---------- SOURCE INFORMATION

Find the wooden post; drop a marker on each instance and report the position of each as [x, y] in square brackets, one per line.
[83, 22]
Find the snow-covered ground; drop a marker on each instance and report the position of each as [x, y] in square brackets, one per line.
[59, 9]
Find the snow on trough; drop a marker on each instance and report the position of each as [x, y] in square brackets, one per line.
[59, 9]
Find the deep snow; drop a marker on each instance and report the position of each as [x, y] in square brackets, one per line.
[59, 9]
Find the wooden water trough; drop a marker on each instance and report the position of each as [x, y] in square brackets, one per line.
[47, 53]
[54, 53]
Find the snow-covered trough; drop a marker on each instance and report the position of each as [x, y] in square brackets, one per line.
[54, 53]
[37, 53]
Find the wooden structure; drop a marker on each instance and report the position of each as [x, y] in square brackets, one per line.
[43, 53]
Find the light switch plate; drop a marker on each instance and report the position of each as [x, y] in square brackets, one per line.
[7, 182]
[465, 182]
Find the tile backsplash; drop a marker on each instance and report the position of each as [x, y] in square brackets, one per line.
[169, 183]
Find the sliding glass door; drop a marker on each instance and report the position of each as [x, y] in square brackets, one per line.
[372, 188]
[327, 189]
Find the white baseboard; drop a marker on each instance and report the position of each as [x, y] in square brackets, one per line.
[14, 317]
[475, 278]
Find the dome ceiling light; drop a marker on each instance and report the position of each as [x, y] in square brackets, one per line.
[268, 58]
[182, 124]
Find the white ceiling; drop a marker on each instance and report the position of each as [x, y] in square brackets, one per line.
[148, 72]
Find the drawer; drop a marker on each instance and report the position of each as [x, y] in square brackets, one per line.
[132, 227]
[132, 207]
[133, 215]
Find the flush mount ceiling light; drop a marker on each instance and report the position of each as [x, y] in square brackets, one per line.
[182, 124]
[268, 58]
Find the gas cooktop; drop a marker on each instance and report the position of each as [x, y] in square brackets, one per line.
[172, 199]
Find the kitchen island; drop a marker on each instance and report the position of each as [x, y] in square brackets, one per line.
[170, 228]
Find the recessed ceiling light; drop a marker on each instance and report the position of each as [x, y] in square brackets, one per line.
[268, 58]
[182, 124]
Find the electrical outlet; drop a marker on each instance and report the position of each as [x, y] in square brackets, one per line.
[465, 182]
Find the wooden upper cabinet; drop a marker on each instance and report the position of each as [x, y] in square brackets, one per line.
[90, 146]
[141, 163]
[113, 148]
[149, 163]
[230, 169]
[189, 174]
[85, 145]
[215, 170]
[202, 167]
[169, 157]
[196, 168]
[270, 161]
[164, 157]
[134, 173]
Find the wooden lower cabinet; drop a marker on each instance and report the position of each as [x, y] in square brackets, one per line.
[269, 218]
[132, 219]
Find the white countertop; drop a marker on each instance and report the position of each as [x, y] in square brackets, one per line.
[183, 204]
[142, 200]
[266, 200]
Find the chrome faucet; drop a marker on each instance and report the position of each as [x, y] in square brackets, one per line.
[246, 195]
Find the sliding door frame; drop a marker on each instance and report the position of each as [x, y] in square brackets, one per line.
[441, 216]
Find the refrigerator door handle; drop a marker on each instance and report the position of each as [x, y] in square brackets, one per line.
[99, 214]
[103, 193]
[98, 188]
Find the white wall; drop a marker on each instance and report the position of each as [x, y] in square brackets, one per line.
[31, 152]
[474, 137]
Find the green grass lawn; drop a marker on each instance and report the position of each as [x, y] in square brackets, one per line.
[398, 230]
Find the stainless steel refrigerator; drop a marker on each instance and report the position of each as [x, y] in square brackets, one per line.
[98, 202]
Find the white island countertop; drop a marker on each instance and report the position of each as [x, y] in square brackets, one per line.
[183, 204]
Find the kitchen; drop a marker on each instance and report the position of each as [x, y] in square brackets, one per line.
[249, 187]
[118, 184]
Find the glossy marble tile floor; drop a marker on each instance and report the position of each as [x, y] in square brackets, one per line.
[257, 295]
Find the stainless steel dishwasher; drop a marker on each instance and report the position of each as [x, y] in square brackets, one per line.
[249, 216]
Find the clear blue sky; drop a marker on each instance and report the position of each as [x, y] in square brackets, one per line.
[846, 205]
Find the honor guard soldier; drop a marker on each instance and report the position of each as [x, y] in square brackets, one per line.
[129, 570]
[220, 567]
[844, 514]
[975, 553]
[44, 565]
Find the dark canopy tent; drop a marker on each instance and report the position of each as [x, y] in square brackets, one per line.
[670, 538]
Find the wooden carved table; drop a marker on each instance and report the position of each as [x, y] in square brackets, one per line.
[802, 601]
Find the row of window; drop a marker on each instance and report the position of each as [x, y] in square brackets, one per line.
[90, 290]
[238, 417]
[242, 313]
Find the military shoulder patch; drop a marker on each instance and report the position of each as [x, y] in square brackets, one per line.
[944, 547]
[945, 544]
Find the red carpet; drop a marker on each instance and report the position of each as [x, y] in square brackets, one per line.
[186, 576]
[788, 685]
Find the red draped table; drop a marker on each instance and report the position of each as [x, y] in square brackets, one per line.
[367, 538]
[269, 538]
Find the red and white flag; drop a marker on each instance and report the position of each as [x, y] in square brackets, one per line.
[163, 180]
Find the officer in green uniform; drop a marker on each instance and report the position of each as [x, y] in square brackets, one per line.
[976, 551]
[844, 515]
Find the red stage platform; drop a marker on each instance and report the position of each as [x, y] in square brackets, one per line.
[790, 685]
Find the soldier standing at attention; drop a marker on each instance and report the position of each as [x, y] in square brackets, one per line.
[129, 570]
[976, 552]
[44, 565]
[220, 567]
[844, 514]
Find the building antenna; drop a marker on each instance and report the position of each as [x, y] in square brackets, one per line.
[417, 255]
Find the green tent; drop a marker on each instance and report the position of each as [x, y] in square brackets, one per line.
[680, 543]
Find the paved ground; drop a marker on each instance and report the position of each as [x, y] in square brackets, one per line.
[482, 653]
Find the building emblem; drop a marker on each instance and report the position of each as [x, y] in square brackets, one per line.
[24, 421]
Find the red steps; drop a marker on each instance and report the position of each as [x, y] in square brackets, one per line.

--------------------

WORK ORDER: Give back all the records exactly as they stand.

OUTPUT OF THE TASK:
Find the wooden post; drop a marker on each instance and report the position of each as [x, y] in square brackets, one per line.
[83, 22]
Find the snow-covered ground; drop a marker on each instance and report the position of each as [x, y] in square brackets, one per line.
[59, 9]
Find the snow on trough; drop a marker on each instance and report the position of each as [x, y] in square brackets, one per line.
[59, 9]
Find the deep snow; drop a marker on each instance and report the position of each as [x, y] in square brackets, one per line.
[59, 9]
Find the wooden water trough; drop a marker on each instance and report the position of each as [x, y] in square brackets, one per line.
[47, 53]
[54, 53]
Find the snow-covered trough; drop a marker on each instance and report the position of each as [x, y] in square brackets, one per line.
[54, 53]
[37, 53]
Find the wooden structure; drop a marker on each instance and report the position of each as [x, y] in square brackets, one per line.
[43, 53]
Find the light switch plate; drop a marker on each instance and report the position of each as [x, y] in square brackets, one per line.
[7, 182]
[465, 182]
Find the tile backsplash; drop a marker on each instance and report the position of each as [x, y] in square brackets, one per line.
[169, 183]
Find the sliding glass door; drop a marker on each instance and report the position of each as [x, y] in square brackets, one per line.
[372, 188]
[327, 189]
Find the white baseboard; drop a marker on each instance and report the position of each as [x, y] in square brackets, one per line.
[14, 317]
[475, 278]
Find the dome ceiling light; drop a marker on each instance and report the position of each as [x, y] in square brackets, one per line.
[268, 58]
[182, 124]
Find the white ceiling; drop a marker on each instance and report the position of each as [x, y] in square brackets, one per line.
[148, 72]
Find the drawer; drop a marker on each instance and report the position of each as [x, y] in square brackets, one per line.
[132, 227]
[132, 207]
[133, 215]
Find the flush mount ceiling light; drop a marker on each instance and report the position of each as [x, y] in square brackets, one per line.
[182, 124]
[268, 58]
Find the gas cooktop; drop a marker on each instance and report the position of each as [x, y] in square brackets, one per line.
[172, 199]
Find the kitchen island; drop a marker on each instance and report the position of each as [x, y] in square brackets, one per line.
[170, 228]
Find the recessed ceiling light; drop a marker on each instance and report the position of each as [x, y] in square brackets, one per line.
[268, 58]
[182, 124]
Find the electrical outlet; drop a marker on each instance and report the position of each as [x, y] in square brackets, one per line.
[465, 182]
Find the wooden upper cabinet; drop a marker on each instance and report the position of each as [x, y] in square brackets, one per line.
[90, 146]
[141, 163]
[113, 148]
[149, 163]
[230, 169]
[189, 174]
[85, 145]
[215, 170]
[202, 167]
[169, 157]
[196, 168]
[270, 161]
[164, 157]
[134, 173]
Find the wooden lower cabinet; drop a marker on each instance and report the position of each as [x, y] in square brackets, one per line.
[269, 218]
[132, 219]
Find the white countertop; drop a marker on each instance and report the position of each as [x, y] in square brackets, one per line.
[183, 204]
[142, 200]
[266, 200]
Find the chrome faucet; drop a marker on each instance and report the position of each as [x, y] in square brackets, one per line.
[246, 195]
Find the sliding door frame; drop a marker on each instance and report the position of each as [x, y] in square brackets, one per line.
[441, 216]
Find the refrigerator door handle; drop a marker on each instance and report the position of each as [x, y] in square brackets, one per line.
[99, 214]
[103, 193]
[98, 188]
Find the white wall; drop a marker on each instance and report the position of each as [x, y] in square brackets, one per line.
[31, 152]
[474, 137]
Find the green grass lawn; drop a marker on each instance and report the position of each as [x, y] in square brackets, one per line.
[398, 230]
Find the stainless steel refrigerator; drop a marker on each instance and report the position of each as [x, y] in square brackets, one per line.
[98, 202]
Find the white island countertop; drop a marker on each instance and report the position of each as [x, y] in square brackets, one per line.
[183, 204]
Find the kitchen; drop a marker on each instance and report the position of each as [x, y] in square brackets, one per line.
[249, 187]
[118, 184]
Find the glossy marble tile floor; drop a marker on each instance and report the position of each as [x, y] in square brackets, one per line.
[257, 295]
Find the stainless steel dishwasher; drop a marker on each instance and report the position of each as [x, y] in square brackets, one per line.
[249, 216]
Find the clear blue sky; drop a marker on each instance and report the position of each as [x, y] in square brackets, one per line.
[846, 205]
Find the honor guard soldier; drop a marker on each instance and report the position of each as [x, y] in square brackets, one per line.
[129, 570]
[220, 567]
[844, 514]
[975, 553]
[44, 565]
Find the dark canopy tent; drop a marker on each instance and report the position of each as [x, y] in square brackets, one per line.
[670, 538]
Find the wooden carved table; drop a marker on each instance and report the position of each as [x, y] in square brackets, one per line.
[802, 601]
Find the row of window; drop a marker on each instance and report the position of each as [x, y] in square brackets, one per line.
[90, 290]
[238, 417]
[242, 313]
Find the military shoulder patch; drop a marker on each instance and report the position of each as [x, y] in square brackets, one per line.
[944, 547]
[945, 544]
Find the red carpet; drop a marker on each instance and report the position of each as [x, y] in square brackets, one per line.
[186, 576]
[788, 685]
Find the red draped table; drop a marker on each instance and report the position of each as [x, y] in square brackets, one per line.
[367, 538]
[269, 538]
Find the red and white flag; drop a marker on each instance and report the position of each as [x, y] in square brackets, one per line.
[163, 180]
Find the officer in green uniform; drop a marker on each instance and report the position of each as [x, y] in square brackets, one per line.
[976, 551]
[844, 515]
Find the red stage platform; drop a marker on each instance and report the position of each as [x, y] in square brackets, one per line.
[790, 685]
Find the soldier standing at attention; drop a marker on each instance and report the position of each as [x, y] in square brackets, one per line.
[129, 570]
[976, 552]
[44, 565]
[220, 567]
[844, 514]
Find the building antenna; drop a marker on each instance and report the position of each as [x, y] in square brackets, one per line.
[417, 255]
Find the green tent; drop a marker on each instance and report the position of each as [x, y] in square brackets, one per line.
[680, 543]
Find the paved ground; drop a marker on each instance and report the position of each as [x, y] in square brackets, one per line.
[482, 653]
Find the building emblem; drop a marker on each instance and report the position of each as [x, y] in square brackets, one per line.
[24, 421]
Find the red steps; drop a marker on each instance and report the position of each as [x, y] in square brackets, one per line.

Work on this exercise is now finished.